Text segment
Thus $ \left( \begin{array}{cc} \alpha  & \beta \\ \gamma & \delta  \end{array} \right) = \left( \begin{array}{cc}s  & 3t \\0 & t \end{array} \right)= \left( \begin{array}{cc}(i-3)t  & 3t \\0 & t \end{array} \right) =  \left( \begin{array}{cc}i-3  & 3\\0 & 1  \end{array} \right)$. Thus $T(z) = (i-3)z +3$  or $T: z \to w= (i-3)z + 3$

Comment: Here, Since $T$ is linear in this example, $\gamma = 0$. If $\gamma ≠ 0$ then all coefficients can be divided by $\gamma$, [so we can assume $\gamma = 1$ andand the pole will be at $-\delta/\gamma$ instead of at $\infty$

Consider a bilinear transformation $T$ such that $T(0) = 1, T(1) = -i, T(i) = 3$.

$ \left( \begin{array}{cc} \alpha  & \beta \\ \gamma & \delta  \end{array} \right)$  $ \left( \begin{array}{cc} 0 & 1 & i  \\ 1 & 1 & 1  \end{array} \right) =\left( \begin{array}{cc} \beta  & \alpha+\beta &  \alpha i + \beta\\  \delta & \gamma+\delta & \gamma i +\delta  \end{array} \right) = $ $ \left( \begin{array}{cc}\ t & -iu & 3v \\  t & u& v \end{array} \right) $
So here are some immediate consequences of this matrix equation that can lead to solving for a matrix representative of $T$: [6 linear equations in 7 unknowns.]
$ \beta=t, \delta=t;  \beta=\delta$;    
$\alpha i+\beta=3v, \gamma i+\delta=v; \alpha i+\beta=3(\gamma i+\delta)$
$  \alpha+\beta=-iu, \gamma+\delta=u; \alpha+\beta=-i(\gamma+\delta)$
Solving these equations can be done using linear algebra..

Parts of the exercise
• 1. Please reproduce the passage on bilinear transformations between "Comment: Here, Since" and "T(1) = -i, T(i) = 3$.", inclusive.
• 2. Decide whether each statement agrees with the passage on bilinear transformations, answering yes or no and quoting the words that settle it: (a) the second example produces 6 linear equations in 7 unknowns; (b) when γ ≠ 0, the pole is at ∞; (c) the equations can be solved using linear algebra.
The material that follows has nothing to do with the passage on bilinear transformations.

Dataset records on object locations
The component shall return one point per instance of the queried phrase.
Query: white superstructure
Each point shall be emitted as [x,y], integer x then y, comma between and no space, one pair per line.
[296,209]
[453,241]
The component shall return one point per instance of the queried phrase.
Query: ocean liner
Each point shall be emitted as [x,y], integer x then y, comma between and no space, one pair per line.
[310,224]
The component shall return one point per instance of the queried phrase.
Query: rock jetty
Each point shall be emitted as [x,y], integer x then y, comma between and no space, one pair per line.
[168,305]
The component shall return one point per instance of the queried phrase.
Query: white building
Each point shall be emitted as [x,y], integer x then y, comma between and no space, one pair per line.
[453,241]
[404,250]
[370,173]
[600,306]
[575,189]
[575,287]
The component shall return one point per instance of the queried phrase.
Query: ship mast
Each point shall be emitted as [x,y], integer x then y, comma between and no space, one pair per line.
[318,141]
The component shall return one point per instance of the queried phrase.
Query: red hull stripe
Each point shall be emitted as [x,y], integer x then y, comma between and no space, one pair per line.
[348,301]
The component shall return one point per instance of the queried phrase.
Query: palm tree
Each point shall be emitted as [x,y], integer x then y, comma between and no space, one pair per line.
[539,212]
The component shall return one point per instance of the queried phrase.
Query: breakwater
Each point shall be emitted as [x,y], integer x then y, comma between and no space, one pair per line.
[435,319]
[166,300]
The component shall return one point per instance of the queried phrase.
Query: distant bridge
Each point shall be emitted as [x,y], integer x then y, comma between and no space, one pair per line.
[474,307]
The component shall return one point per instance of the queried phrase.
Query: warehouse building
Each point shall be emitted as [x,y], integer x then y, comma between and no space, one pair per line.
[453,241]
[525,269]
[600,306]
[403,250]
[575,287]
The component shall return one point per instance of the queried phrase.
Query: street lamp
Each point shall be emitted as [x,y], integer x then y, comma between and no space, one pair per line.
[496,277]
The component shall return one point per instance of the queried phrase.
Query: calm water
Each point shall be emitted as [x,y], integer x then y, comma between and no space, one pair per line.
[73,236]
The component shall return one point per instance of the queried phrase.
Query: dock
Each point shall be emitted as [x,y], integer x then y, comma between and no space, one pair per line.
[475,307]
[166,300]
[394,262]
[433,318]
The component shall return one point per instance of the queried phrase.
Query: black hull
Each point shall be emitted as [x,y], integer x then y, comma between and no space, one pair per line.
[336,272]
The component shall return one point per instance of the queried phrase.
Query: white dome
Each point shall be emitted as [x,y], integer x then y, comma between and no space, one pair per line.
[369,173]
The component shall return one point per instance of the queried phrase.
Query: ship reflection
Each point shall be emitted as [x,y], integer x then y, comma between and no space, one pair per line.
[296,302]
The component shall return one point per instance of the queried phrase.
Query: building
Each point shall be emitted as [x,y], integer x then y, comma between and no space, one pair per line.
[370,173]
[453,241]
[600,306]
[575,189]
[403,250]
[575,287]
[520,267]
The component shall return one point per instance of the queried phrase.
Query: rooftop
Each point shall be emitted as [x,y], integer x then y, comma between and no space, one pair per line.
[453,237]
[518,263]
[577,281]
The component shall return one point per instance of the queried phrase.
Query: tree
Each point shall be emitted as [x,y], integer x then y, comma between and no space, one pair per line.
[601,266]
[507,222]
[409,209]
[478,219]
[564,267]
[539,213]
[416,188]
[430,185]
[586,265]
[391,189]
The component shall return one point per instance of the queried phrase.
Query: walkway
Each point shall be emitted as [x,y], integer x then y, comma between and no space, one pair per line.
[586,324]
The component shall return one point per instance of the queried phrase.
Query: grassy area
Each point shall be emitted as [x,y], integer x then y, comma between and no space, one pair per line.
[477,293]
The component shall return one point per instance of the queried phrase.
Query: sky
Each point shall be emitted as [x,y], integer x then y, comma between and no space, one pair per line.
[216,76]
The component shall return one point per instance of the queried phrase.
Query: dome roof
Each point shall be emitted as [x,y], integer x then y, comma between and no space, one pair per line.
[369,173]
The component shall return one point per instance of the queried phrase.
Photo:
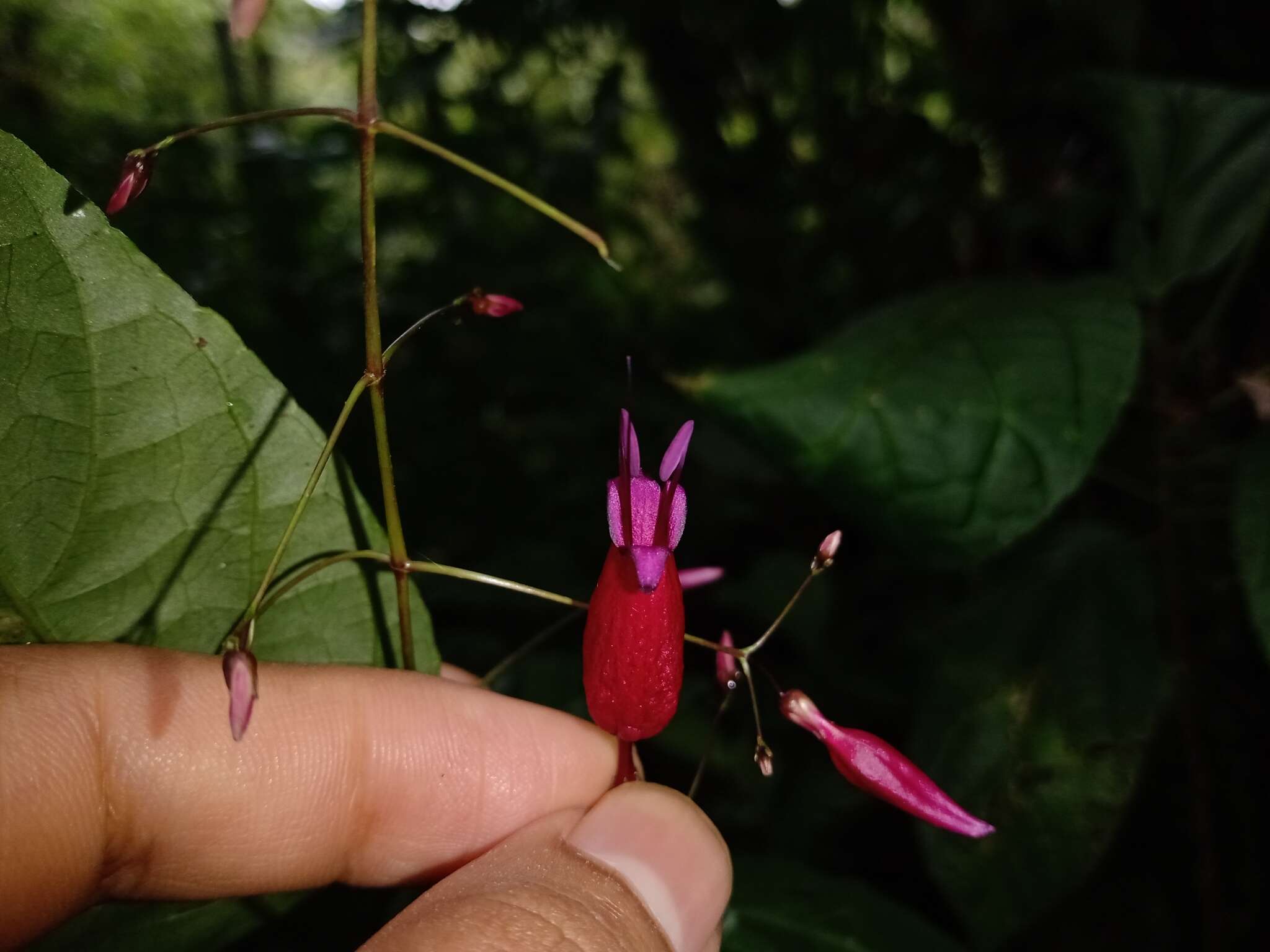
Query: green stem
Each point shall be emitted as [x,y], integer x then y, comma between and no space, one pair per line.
[313,569]
[751,649]
[709,747]
[531,645]
[253,609]
[714,645]
[454,573]
[347,116]
[414,328]
[481,172]
[367,113]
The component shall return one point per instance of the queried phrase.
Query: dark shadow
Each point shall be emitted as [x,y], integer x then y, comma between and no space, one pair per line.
[333,918]
[370,570]
[145,630]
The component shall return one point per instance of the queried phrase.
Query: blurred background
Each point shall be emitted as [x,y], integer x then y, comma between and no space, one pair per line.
[768,173]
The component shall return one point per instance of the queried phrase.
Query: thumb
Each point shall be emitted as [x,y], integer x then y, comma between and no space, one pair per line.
[642,871]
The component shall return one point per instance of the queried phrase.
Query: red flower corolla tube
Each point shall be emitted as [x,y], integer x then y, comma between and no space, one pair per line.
[633,646]
[878,769]
[134,179]
[239,669]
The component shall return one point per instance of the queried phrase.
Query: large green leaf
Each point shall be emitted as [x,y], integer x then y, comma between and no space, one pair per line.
[1041,725]
[1253,531]
[1197,161]
[148,460]
[789,907]
[953,421]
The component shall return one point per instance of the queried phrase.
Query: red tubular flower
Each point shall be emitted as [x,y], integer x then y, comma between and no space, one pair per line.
[878,769]
[134,179]
[633,646]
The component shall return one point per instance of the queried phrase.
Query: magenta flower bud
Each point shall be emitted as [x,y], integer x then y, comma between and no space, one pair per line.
[763,758]
[700,575]
[876,767]
[828,549]
[494,305]
[134,179]
[239,669]
[726,666]
[246,15]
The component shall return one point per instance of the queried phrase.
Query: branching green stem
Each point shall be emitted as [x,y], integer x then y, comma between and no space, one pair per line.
[527,648]
[481,172]
[346,116]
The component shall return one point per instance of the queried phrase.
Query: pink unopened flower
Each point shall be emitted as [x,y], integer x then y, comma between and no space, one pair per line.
[239,669]
[700,575]
[726,666]
[828,549]
[494,305]
[763,758]
[246,15]
[878,769]
[134,179]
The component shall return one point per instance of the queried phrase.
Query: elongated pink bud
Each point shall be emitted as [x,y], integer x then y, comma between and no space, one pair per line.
[700,575]
[878,769]
[726,666]
[828,549]
[494,305]
[246,15]
[239,669]
[134,179]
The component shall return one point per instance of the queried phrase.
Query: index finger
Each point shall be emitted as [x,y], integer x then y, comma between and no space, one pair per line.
[118,777]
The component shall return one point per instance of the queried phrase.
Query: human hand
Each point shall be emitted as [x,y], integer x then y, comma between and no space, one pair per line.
[118,780]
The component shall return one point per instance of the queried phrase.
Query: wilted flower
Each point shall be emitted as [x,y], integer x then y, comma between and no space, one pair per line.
[494,305]
[239,667]
[633,646]
[878,769]
[726,666]
[134,179]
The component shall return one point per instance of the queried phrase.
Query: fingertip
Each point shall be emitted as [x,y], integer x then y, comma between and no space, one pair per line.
[667,851]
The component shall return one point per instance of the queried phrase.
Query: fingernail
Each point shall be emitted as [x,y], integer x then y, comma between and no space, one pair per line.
[668,853]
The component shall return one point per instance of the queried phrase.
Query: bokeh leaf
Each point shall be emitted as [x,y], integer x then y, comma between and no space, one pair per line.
[1041,724]
[1253,531]
[780,906]
[1197,161]
[149,461]
[953,421]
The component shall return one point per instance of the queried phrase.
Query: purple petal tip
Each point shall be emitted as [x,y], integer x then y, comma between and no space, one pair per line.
[649,565]
[676,452]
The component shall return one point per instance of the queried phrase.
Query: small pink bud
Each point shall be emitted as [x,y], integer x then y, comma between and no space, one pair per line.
[763,758]
[134,179]
[726,666]
[700,575]
[878,769]
[239,669]
[494,305]
[828,549]
[246,15]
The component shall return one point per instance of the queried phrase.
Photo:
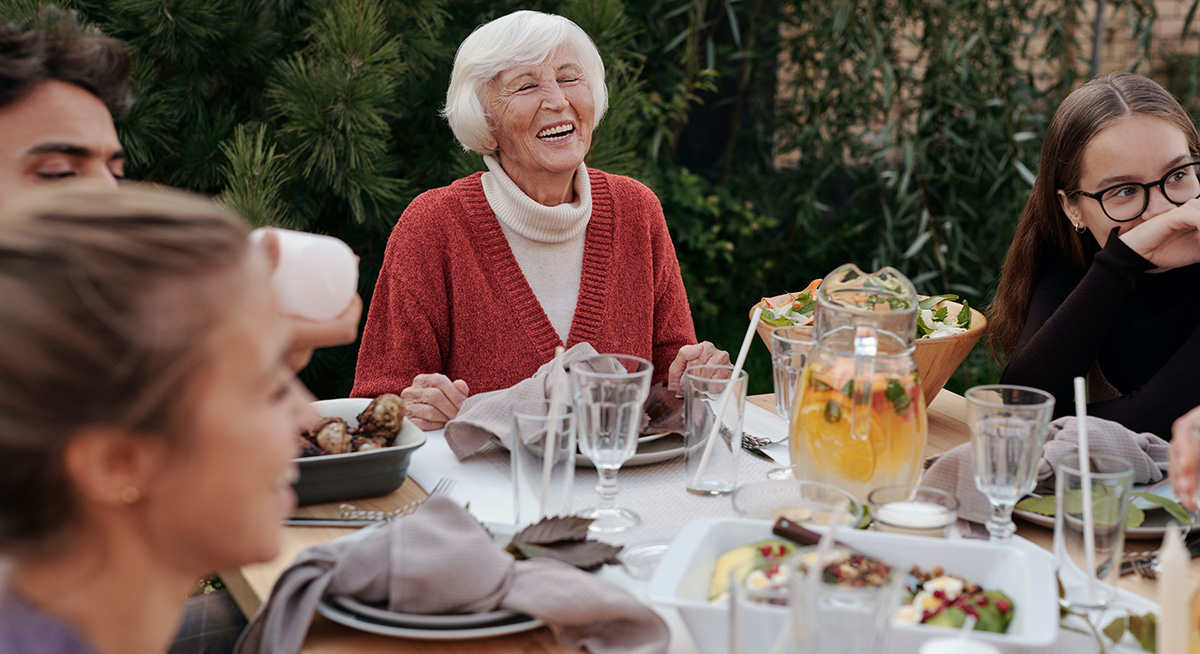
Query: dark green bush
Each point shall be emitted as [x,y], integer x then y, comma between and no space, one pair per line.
[906,136]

Complete answers
• 1.
Comment: Here, Since $T$ is linear in this example, $\gamma = 0$. If $\gamma ≠ 0$ then all coefficients can be divided by $\gamma$, [so we can assume $\gamma = 1$ andand the pole will be at $-\delta/\gamma$ instead of at $\infty$

Consider a bilinear transformation $T$ such that $T(0) = 1, T(1) = -i, T(i) = 3$.

• 2.
(a) Yes: "6 linear equations in 7 unknowns."
(b) No: "the pole will be at $-\delta/\gamma$ instead of at $\infty$"
(c) Yes: "Solving these equations can be done using linear algebra"